◆ **Entries shown**:
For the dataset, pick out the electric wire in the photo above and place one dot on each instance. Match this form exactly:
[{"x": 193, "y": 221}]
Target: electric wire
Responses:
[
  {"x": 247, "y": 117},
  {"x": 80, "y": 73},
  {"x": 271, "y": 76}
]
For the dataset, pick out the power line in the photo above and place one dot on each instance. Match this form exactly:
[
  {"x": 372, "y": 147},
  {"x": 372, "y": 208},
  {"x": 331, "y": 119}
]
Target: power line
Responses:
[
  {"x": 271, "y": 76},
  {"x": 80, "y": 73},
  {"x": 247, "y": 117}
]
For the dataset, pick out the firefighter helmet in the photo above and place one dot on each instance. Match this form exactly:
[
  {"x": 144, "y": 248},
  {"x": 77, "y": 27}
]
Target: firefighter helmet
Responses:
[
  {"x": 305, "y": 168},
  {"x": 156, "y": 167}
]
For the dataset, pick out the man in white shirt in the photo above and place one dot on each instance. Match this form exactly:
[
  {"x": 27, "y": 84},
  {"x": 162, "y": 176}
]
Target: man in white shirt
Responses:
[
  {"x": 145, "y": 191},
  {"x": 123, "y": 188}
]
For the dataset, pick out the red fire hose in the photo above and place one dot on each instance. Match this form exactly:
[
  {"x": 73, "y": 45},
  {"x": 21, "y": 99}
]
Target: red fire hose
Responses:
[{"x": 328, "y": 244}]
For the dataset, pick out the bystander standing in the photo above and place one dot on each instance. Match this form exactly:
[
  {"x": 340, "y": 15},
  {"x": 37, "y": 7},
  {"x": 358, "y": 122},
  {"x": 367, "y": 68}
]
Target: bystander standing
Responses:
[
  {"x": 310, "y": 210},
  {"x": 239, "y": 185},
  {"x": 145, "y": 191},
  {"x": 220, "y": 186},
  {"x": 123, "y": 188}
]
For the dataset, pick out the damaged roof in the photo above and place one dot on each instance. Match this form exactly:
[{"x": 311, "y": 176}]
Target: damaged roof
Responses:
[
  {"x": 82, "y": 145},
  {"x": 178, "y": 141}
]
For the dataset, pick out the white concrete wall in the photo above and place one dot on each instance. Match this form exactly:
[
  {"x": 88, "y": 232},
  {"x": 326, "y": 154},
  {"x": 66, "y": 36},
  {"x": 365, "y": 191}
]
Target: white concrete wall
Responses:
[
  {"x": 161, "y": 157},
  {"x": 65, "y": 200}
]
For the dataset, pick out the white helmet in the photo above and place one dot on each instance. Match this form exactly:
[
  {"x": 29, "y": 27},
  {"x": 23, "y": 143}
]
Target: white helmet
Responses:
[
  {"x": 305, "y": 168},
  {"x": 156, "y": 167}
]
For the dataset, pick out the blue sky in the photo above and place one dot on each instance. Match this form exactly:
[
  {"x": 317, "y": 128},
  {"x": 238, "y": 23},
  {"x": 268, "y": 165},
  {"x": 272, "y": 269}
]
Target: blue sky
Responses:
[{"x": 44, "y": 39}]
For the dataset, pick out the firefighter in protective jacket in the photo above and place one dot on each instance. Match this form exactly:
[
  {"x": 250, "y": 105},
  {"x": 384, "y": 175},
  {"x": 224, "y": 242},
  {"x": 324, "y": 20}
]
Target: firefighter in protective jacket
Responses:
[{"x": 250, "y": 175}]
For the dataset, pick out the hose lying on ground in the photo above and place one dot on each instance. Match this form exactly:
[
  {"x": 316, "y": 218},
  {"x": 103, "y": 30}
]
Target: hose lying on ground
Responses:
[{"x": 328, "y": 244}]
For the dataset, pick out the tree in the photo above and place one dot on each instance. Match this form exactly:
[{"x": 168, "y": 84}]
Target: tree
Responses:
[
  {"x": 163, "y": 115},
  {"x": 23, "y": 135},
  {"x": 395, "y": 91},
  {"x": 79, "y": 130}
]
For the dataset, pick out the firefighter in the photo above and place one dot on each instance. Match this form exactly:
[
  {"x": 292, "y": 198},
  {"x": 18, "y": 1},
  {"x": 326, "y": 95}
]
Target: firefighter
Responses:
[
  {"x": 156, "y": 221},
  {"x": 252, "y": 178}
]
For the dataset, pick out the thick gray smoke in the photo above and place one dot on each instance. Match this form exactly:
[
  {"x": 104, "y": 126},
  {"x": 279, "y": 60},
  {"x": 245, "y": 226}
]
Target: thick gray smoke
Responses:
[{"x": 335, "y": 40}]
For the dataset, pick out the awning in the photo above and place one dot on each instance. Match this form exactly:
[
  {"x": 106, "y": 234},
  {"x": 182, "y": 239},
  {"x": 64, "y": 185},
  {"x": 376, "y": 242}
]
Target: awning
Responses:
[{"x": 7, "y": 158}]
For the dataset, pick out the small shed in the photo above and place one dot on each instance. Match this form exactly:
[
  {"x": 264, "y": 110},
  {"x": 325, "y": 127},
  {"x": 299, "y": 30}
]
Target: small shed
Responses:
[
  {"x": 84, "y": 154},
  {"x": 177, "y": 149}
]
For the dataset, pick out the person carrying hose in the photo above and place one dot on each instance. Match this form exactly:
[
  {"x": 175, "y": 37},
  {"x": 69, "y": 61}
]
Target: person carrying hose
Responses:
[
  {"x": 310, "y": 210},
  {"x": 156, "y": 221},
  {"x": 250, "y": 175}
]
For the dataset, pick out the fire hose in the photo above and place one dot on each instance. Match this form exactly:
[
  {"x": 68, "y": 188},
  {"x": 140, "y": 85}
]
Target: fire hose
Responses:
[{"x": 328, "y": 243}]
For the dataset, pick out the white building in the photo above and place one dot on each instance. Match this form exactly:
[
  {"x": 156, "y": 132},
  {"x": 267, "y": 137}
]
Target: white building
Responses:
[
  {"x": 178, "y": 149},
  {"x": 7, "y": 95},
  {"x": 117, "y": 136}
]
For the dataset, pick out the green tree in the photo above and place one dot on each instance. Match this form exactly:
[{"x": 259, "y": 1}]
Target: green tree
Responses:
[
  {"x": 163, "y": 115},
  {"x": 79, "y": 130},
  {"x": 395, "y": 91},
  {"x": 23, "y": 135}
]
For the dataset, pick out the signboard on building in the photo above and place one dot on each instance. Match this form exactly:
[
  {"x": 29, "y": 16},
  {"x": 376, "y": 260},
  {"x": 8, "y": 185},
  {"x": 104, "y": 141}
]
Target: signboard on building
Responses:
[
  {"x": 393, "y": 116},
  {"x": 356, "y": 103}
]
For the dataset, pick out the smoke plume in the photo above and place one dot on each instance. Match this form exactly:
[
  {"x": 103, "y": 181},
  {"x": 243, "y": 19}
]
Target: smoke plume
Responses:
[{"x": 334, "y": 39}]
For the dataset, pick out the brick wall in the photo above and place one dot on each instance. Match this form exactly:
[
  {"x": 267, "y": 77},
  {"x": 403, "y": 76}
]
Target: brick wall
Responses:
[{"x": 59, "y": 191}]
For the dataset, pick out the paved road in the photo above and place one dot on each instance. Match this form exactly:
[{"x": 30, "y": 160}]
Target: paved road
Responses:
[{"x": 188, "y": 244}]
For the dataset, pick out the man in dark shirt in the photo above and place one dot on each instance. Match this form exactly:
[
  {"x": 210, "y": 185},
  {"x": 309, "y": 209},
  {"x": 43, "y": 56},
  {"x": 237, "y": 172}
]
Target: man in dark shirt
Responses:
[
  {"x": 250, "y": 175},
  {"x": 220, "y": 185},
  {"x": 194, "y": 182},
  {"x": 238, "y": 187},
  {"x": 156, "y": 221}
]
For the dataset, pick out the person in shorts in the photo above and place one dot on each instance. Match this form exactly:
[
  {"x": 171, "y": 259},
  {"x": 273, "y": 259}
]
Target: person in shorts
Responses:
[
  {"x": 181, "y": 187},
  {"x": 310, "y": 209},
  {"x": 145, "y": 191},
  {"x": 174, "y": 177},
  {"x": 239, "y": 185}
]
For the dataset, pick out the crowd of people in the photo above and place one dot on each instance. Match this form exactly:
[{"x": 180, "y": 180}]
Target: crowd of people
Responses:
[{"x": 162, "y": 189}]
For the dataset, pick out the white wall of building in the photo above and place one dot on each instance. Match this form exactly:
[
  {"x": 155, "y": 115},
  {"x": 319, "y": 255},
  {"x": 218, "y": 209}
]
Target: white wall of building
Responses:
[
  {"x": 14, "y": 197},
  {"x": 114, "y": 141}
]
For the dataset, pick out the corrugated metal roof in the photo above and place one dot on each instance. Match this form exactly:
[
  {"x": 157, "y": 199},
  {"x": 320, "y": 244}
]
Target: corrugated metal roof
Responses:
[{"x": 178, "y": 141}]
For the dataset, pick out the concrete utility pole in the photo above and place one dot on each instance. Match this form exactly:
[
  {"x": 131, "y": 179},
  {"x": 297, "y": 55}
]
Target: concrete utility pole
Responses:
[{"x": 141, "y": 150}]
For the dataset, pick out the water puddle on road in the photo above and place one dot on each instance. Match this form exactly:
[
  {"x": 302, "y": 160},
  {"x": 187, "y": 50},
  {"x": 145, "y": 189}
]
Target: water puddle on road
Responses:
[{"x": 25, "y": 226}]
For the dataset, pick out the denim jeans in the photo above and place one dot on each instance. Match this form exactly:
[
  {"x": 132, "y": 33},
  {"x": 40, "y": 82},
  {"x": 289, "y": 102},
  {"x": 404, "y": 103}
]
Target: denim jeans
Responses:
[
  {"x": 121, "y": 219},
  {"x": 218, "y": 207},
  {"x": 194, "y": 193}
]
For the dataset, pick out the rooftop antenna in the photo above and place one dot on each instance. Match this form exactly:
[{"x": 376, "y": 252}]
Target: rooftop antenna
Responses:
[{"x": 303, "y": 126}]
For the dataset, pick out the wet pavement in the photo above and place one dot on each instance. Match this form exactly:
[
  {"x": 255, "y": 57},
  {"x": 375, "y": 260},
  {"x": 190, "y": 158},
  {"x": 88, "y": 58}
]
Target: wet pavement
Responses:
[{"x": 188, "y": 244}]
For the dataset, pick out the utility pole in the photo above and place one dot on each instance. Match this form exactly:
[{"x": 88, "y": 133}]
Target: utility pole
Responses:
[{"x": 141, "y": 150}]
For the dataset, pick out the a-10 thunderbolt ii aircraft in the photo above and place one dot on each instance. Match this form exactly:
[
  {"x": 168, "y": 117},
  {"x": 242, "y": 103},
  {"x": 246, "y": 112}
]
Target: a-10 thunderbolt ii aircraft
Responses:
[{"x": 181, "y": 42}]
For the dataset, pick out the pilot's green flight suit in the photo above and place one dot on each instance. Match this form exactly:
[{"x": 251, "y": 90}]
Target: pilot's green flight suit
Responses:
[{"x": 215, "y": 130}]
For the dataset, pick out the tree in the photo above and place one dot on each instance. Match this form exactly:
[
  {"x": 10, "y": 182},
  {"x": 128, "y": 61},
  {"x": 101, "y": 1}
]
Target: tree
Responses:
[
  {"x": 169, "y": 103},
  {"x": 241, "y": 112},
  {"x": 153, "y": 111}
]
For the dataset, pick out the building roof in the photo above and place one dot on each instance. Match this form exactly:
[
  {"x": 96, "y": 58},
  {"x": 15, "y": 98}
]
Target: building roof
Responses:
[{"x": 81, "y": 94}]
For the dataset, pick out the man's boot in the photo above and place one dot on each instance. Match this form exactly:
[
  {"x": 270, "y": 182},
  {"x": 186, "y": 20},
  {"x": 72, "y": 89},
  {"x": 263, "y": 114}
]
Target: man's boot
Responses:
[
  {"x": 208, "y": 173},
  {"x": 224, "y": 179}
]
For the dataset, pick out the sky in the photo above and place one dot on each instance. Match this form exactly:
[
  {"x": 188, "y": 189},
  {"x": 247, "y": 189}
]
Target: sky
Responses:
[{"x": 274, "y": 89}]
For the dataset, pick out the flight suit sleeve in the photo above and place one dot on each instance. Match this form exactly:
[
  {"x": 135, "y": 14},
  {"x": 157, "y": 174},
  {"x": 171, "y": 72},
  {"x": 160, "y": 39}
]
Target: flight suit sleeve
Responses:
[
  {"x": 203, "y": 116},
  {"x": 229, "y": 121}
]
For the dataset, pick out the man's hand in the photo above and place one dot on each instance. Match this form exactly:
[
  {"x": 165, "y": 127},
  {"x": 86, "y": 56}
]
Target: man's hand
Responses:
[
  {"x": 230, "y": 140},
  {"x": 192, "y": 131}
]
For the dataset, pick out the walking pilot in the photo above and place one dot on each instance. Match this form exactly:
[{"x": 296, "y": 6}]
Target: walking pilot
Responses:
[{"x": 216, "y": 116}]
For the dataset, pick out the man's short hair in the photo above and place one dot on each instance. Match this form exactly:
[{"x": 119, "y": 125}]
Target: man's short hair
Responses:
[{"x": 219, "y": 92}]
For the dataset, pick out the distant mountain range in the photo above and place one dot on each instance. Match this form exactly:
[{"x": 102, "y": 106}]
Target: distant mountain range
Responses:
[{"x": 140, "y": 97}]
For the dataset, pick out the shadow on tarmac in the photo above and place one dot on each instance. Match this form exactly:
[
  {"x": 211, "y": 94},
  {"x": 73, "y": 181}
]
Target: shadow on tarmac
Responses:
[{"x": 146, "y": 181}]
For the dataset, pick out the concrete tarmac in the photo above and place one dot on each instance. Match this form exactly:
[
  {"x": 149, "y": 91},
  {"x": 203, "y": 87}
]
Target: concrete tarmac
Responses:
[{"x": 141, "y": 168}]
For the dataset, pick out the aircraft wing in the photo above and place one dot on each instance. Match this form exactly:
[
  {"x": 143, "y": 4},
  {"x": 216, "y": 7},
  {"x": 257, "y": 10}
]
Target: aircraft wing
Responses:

◆ **What you need to do**: Show me each line of the listing above with "plume" in it.

◆ **Finished exercise**:
For the dataset, pick out the smoke plume in the photo above and place one dot on each instance. Match this form exactly:
Target: smoke plume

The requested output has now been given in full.